Task to complete: Return every line below exactly as written.
━━ Dataset extract
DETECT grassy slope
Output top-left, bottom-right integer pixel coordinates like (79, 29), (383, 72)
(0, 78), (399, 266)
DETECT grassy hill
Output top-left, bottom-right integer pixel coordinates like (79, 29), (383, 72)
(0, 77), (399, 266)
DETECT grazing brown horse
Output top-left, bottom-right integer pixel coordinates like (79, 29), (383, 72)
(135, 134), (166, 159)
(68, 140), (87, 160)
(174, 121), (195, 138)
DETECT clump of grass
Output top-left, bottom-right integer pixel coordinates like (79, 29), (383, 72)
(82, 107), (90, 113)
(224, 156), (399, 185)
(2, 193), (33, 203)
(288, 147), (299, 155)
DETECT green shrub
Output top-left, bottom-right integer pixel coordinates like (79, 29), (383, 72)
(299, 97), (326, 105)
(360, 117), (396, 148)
━━━━
Response box:
DETECT grassy slope
Output top-left, bottom-right integer pixel coordinates like (79, 29), (383, 72)
(0, 78), (399, 266)
DETECT grassy hill
Output top-left, bottom-right integer pixel coordinates like (79, 29), (383, 72)
(0, 77), (399, 266)
DETECT grazing brown horse
Output top-left, bottom-right integer pixel coordinates like (79, 29), (383, 72)
(135, 134), (166, 159)
(68, 140), (87, 160)
(174, 121), (195, 138)
DETECT clump of grass
Output top-left, bottom-right integer pixel coordinates like (79, 29), (383, 72)
(82, 107), (90, 113)
(224, 156), (399, 185)
(2, 193), (33, 203)
(288, 147), (299, 155)
DETECT green shrub
Output top-left, bottom-right integer pixel coordinates like (79, 29), (383, 72)
(299, 97), (326, 105)
(360, 117), (396, 148)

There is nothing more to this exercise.